--- Begin ---

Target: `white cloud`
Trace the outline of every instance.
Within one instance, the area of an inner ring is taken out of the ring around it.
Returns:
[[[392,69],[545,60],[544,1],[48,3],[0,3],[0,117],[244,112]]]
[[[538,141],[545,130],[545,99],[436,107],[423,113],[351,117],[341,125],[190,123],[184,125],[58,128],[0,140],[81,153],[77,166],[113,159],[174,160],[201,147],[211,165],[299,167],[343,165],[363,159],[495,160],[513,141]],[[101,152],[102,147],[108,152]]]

--- End ---

* [Exercise directions] Lay out the rows from the very first one through the row that contains "[[[392,69],[545,60],[544,1],[48,3],[0,3],[0,117],[244,112]]]" as a numbered list, omitting any blank lines.

* [Exercise result]
1. Target: `white cloud`
2. Trace the outline of every instance.
3. Within one instance, the area of an inner ring is taken out of the ring around it.
4. Returns:
5. [[[392,69],[545,60],[544,1],[48,3],[0,3],[0,117],[244,112]]]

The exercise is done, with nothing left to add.